Consigne: Pouvez-vous recopier à l'identique, et elles seules, les lignes ci-dessous, depuis celle qui contient « Indicate the white t-shirt » jusqu'à celle qui contient « x=170, y=282 », incluse ?

Lignes fournies:
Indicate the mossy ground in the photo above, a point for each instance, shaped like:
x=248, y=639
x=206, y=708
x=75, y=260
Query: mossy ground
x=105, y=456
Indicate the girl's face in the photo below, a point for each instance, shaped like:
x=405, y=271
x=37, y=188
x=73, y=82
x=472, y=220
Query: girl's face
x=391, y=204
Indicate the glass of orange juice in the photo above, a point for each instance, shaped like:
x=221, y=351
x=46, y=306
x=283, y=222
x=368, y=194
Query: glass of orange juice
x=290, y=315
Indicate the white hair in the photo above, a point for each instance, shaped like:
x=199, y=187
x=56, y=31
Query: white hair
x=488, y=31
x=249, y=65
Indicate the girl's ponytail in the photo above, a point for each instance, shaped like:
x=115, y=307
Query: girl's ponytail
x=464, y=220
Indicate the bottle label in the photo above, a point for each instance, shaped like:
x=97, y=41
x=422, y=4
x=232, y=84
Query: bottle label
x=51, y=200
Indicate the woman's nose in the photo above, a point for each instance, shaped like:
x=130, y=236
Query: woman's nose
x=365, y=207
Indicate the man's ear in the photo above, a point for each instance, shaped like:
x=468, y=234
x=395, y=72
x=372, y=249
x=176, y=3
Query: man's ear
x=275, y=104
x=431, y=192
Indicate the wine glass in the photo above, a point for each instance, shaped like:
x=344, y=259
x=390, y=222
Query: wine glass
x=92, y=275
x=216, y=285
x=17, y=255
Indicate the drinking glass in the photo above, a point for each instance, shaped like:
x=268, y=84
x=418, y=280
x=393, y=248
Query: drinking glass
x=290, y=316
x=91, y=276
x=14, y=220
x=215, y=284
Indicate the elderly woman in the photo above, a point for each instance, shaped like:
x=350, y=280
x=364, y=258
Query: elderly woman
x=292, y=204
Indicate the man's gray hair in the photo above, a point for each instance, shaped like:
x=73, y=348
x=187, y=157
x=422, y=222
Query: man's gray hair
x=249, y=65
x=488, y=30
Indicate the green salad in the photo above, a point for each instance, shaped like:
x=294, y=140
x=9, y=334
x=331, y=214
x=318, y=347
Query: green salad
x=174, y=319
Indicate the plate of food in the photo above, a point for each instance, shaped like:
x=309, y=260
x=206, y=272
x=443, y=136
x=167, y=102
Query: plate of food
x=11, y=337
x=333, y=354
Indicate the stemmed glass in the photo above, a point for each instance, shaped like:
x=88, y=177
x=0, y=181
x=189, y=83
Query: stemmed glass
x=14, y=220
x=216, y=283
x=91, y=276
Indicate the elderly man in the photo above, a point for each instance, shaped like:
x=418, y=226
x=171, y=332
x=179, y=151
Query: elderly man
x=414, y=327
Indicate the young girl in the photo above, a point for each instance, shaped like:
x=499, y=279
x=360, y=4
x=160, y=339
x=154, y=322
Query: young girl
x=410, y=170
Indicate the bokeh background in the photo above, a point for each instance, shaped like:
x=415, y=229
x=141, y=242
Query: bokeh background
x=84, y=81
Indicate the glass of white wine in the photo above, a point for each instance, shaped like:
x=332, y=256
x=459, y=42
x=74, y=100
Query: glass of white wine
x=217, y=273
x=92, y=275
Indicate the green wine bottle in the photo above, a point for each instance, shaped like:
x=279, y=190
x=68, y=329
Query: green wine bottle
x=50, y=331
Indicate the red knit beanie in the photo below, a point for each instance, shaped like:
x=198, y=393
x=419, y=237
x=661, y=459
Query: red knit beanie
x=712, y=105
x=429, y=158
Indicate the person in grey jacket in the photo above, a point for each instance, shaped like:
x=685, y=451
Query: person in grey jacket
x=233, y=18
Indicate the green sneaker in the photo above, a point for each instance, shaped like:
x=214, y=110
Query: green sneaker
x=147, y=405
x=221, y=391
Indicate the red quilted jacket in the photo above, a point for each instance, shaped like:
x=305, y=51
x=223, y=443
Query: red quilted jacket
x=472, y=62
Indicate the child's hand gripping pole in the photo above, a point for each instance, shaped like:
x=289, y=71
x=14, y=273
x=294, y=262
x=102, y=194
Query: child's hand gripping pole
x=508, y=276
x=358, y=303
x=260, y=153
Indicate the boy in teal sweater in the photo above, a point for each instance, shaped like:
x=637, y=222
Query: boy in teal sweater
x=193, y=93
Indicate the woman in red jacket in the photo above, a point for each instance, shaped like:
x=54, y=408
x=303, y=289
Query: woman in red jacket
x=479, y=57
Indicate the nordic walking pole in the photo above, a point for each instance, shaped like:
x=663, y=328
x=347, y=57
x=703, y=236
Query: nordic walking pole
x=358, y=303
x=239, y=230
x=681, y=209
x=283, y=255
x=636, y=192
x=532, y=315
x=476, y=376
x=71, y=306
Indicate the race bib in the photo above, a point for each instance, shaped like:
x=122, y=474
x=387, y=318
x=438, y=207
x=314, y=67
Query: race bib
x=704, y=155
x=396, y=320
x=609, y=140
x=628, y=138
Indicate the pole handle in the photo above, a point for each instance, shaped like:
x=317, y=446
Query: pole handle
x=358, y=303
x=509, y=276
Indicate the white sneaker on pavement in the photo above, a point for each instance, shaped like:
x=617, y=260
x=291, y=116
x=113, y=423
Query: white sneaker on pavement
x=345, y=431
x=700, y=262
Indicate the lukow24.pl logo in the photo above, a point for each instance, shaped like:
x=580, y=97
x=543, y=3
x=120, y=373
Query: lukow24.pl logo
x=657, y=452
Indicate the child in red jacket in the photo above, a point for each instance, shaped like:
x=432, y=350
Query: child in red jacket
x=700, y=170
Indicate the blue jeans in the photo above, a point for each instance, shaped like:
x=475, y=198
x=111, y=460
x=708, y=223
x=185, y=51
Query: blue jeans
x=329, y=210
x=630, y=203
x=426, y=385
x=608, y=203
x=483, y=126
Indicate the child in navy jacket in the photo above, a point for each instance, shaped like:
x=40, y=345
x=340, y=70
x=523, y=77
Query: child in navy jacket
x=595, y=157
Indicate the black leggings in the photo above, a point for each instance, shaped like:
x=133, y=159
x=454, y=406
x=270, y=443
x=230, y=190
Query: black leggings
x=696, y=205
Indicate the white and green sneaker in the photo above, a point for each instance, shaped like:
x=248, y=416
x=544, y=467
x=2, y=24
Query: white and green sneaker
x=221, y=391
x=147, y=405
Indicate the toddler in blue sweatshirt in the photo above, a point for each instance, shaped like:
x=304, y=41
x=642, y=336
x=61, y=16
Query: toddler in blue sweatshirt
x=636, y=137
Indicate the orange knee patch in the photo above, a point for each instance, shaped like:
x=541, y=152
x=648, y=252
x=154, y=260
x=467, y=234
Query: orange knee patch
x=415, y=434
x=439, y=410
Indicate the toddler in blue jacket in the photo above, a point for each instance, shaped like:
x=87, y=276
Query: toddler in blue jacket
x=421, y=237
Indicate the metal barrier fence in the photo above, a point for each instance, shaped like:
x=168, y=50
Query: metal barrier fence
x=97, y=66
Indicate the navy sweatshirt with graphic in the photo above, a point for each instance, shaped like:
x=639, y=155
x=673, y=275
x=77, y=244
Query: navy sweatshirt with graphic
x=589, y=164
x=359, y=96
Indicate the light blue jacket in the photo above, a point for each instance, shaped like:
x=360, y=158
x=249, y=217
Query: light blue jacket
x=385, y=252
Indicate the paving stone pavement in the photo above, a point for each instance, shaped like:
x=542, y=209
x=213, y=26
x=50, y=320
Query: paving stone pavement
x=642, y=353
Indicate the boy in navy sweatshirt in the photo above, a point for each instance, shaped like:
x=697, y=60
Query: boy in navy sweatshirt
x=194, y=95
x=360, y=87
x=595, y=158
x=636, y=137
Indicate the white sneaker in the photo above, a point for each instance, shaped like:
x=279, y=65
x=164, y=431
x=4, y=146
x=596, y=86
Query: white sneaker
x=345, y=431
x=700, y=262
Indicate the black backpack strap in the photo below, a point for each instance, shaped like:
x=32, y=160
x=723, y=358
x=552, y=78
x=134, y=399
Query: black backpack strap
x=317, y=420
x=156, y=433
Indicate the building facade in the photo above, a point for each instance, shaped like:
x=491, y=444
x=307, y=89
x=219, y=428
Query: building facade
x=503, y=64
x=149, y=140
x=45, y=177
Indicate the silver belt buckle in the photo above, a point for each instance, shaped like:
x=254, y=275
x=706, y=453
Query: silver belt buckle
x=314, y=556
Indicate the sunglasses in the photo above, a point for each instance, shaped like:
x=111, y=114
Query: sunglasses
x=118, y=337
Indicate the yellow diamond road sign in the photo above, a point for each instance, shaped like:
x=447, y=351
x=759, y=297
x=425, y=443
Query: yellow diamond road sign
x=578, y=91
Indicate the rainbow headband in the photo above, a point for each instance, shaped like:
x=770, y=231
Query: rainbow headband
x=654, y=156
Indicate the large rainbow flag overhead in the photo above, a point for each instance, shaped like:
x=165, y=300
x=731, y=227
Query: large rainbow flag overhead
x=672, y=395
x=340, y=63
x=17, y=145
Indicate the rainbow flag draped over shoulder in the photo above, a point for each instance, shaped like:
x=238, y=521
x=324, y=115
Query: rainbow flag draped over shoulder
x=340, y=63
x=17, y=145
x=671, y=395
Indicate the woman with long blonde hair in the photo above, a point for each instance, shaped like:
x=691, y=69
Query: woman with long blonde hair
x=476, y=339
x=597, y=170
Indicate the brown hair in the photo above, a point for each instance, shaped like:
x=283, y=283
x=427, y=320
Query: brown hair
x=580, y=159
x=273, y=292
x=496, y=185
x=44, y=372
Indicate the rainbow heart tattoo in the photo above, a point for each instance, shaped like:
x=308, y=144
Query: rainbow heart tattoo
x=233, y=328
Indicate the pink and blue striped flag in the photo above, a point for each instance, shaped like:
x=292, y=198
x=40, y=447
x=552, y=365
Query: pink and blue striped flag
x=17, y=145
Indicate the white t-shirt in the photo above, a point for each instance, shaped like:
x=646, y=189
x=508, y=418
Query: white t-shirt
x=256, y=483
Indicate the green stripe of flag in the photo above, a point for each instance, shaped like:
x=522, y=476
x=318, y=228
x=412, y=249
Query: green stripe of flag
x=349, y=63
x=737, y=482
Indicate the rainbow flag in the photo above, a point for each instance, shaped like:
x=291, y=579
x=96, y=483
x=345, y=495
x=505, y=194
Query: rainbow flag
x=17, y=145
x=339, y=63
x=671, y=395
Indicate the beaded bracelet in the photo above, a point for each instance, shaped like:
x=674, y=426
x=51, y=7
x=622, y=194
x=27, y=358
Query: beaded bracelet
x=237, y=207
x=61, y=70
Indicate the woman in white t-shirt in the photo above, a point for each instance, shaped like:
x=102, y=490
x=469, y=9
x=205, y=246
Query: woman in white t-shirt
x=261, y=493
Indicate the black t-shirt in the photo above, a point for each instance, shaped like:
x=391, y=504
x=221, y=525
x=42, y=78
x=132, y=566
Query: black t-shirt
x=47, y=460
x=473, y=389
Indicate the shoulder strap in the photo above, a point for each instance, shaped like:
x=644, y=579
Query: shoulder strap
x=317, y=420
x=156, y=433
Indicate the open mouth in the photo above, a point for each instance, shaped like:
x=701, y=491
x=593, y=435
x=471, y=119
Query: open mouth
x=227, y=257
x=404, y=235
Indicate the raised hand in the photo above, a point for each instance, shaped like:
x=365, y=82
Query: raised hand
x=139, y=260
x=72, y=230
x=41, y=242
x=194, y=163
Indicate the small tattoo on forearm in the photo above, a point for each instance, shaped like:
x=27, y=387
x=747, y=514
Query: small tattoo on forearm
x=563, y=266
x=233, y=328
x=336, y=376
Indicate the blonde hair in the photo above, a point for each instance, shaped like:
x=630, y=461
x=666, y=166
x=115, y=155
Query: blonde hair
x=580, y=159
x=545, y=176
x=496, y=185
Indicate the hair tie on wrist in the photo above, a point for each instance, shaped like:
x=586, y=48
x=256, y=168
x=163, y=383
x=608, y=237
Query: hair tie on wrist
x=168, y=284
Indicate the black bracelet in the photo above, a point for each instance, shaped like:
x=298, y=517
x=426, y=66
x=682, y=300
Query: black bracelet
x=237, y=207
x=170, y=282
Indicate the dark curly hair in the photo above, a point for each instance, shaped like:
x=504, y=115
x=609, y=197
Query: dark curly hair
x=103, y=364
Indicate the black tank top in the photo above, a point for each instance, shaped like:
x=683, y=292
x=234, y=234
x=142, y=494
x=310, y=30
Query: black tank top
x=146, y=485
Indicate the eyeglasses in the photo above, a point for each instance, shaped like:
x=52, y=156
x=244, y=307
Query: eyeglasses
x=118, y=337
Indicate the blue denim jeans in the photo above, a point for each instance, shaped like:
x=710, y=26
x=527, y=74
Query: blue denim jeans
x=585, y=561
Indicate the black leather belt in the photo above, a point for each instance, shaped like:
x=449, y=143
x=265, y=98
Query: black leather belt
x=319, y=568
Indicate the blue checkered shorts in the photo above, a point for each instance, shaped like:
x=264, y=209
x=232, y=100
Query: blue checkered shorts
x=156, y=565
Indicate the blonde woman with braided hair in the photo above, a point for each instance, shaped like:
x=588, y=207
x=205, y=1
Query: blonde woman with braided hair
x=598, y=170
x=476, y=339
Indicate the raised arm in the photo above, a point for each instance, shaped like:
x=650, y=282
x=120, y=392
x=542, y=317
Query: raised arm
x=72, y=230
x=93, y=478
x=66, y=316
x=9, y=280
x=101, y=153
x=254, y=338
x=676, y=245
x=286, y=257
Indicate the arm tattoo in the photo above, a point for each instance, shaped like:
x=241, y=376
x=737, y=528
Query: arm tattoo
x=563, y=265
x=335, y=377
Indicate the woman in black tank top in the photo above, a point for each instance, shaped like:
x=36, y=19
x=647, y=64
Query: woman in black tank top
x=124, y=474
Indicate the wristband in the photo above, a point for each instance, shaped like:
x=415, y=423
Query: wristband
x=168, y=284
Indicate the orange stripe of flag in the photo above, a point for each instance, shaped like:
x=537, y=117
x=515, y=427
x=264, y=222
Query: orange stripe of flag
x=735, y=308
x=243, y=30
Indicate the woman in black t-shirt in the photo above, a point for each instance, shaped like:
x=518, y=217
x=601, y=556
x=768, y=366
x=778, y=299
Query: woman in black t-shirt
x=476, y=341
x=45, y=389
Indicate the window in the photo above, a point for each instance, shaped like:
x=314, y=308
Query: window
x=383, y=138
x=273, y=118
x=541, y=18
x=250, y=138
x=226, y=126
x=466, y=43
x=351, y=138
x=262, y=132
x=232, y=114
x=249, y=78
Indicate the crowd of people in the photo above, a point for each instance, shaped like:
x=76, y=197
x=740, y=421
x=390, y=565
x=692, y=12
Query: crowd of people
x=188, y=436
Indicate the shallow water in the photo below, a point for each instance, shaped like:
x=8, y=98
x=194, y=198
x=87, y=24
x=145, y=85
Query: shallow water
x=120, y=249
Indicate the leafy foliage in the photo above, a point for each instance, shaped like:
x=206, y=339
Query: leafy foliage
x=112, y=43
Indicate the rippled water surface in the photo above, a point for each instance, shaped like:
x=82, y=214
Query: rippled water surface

Réponse:
Indicate the white t-shirt in the photo above, a point for each instance, shaped like:
x=646, y=189
x=508, y=418
Query: white t-shirt
x=256, y=483
Indicate the green stripe of flag in the photo above, a point for each instance, shaped like:
x=522, y=476
x=318, y=228
x=412, y=249
Query: green stripe of flag
x=349, y=63
x=737, y=482
Indicate the rainbow flag in the photo above, a point for each instance, shaped like:
x=291, y=579
x=96, y=483
x=345, y=495
x=505, y=194
Query: rainbow flag
x=17, y=145
x=339, y=63
x=671, y=395
Indicate the beaded bracelet in the photo above, a point for each instance, shaped like:
x=674, y=426
x=51, y=7
x=622, y=194
x=27, y=358
Query: beaded bracelet
x=237, y=207
x=61, y=70
Indicate the woman in white t-shirt in the photo above, a point for each instance, shaped like:
x=102, y=490
x=469, y=9
x=205, y=246
Query: woman in white t-shirt
x=261, y=493
Indicate the black t-shirt in the photo above, a point for each instance, shaped like:
x=391, y=504
x=221, y=525
x=42, y=78
x=132, y=566
Query: black t-shirt
x=47, y=460
x=473, y=389
Indicate the shoulder strap in the photo above, a point for each instance, shaped like:
x=644, y=579
Query: shoulder strap
x=317, y=420
x=156, y=433
Indicate the open mouth in the photo above, a point for each instance, shaped like:
x=701, y=491
x=593, y=435
x=471, y=119
Query: open mouth
x=227, y=257
x=404, y=235
Indicate the raised hand in the photo above, a point for each instance, shaped like:
x=365, y=82
Query: raised hand
x=139, y=260
x=72, y=230
x=41, y=242
x=194, y=163
Indicate the small tattoo on forearm in the photo above, a point for each instance, shaped like:
x=27, y=387
x=747, y=514
Query: small tattoo on forearm
x=563, y=266
x=233, y=328
x=336, y=376
Indicate the blonde hair in the photo above, a point for each instance, shaped like:
x=630, y=461
x=666, y=166
x=115, y=155
Query: blonde hair
x=580, y=159
x=545, y=176
x=496, y=185
Indicate the hair tie on wrist in the photo above, a point for each instance, shaped like:
x=586, y=48
x=256, y=168
x=163, y=383
x=608, y=237
Query: hair tie on wrist
x=168, y=284
Indicate the black bracelet in the photo above, a point for each instance, shaped like:
x=298, y=517
x=426, y=66
x=682, y=300
Query: black bracelet
x=237, y=207
x=170, y=282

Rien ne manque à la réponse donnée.